#### DATA IN THIS EXERCISE ####
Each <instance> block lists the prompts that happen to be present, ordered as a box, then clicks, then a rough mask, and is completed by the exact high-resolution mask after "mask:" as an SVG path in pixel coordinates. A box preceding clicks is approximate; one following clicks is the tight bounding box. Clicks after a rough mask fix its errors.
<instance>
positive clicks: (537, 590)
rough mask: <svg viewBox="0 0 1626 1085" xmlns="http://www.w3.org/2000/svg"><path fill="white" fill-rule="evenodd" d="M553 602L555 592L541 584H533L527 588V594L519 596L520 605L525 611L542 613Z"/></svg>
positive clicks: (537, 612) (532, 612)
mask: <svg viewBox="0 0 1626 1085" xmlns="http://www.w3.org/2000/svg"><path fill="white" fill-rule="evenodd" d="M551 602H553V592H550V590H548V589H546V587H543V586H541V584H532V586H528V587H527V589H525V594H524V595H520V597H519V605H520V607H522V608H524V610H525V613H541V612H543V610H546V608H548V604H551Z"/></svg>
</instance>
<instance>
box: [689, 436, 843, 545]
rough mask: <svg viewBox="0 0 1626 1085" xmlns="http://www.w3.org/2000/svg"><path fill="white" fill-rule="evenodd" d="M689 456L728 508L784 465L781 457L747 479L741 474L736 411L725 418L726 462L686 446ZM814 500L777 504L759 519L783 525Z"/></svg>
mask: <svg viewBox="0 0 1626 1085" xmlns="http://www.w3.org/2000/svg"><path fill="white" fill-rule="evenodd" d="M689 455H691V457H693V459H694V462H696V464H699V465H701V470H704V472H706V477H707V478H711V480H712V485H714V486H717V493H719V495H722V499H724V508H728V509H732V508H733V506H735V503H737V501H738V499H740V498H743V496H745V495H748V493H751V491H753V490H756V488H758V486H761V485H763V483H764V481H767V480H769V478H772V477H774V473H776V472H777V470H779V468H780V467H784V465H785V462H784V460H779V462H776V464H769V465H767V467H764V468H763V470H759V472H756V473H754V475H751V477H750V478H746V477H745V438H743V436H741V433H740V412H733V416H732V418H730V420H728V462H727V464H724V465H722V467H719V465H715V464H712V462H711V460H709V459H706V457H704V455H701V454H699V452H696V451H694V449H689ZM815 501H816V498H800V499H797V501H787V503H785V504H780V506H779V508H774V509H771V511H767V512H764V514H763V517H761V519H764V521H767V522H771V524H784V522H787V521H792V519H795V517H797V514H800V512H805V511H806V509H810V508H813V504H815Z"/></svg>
####
## DIRECTIONS:
Copy out every record above exactly as written.

## SOLUTION:
Each <instance> block lists the prompts that happen to be present, ordered as a box, then clicks, then a rough mask, and is completed by the exact high-resolution mask after "mask:" as an SVG path in pixel coordinates. A box preceding clicks is approximate; one following clicks is the tight bounding box. Clicks after a rough mask fix its errors.
<instance>
positive clicks: (537, 590)
rough mask: <svg viewBox="0 0 1626 1085" xmlns="http://www.w3.org/2000/svg"><path fill="white" fill-rule="evenodd" d="M553 602L555 592L541 584H533L527 588V594L519 596L520 605L525 611L542 613Z"/></svg>
positive clicks: (537, 612) (532, 612)
mask: <svg viewBox="0 0 1626 1085" xmlns="http://www.w3.org/2000/svg"><path fill="white" fill-rule="evenodd" d="M551 602H553V592H550V590H548V589H546V587H543V586H541V584H532V586H528V587H527V589H525V594H524V595H520V597H519V605H520V607H522V608H524V610H525V613H541V612H543V610H546V608H548V604H551Z"/></svg>
</instance>
<instance>
box: [689, 436, 843, 545]
rough mask: <svg viewBox="0 0 1626 1085" xmlns="http://www.w3.org/2000/svg"><path fill="white" fill-rule="evenodd" d="M689 456L728 508L784 465L781 457L747 479L741 474L736 411L725 418L726 462L686 446ZM814 500L777 504L759 519L783 525Z"/></svg>
mask: <svg viewBox="0 0 1626 1085" xmlns="http://www.w3.org/2000/svg"><path fill="white" fill-rule="evenodd" d="M689 455H691V457H693V459H694V462H696V464H699V465H701V470H704V472H706V477H707V478H711V480H712V485H714V486H717V493H719V495H722V499H724V508H728V509H732V508H733V506H735V503H737V501H738V499H740V498H743V496H745V495H748V493H751V491H753V490H756V488H758V486H761V485H763V483H764V481H767V480H769V478H772V477H774V473H776V472H777V470H779V468H780V467H784V465H785V462H784V460H779V462H776V464H769V465H767V467H764V468H763V470H759V472H756V473H754V475H751V477H750V478H746V477H745V438H743V436H741V433H740V412H733V416H732V418H730V420H728V462H727V464H724V465H722V467H719V465H715V464H712V462H711V460H709V459H706V457H704V455H701V454H699V452H696V451H694V449H689ZM815 501H816V498H800V499H797V501H787V503H785V504H780V506H779V508H774V509H771V511H767V512H764V514H763V517H761V519H764V521H767V522H771V524H784V522H787V521H792V519H795V517H797V514H800V512H805V511H806V509H810V508H813V504H815Z"/></svg>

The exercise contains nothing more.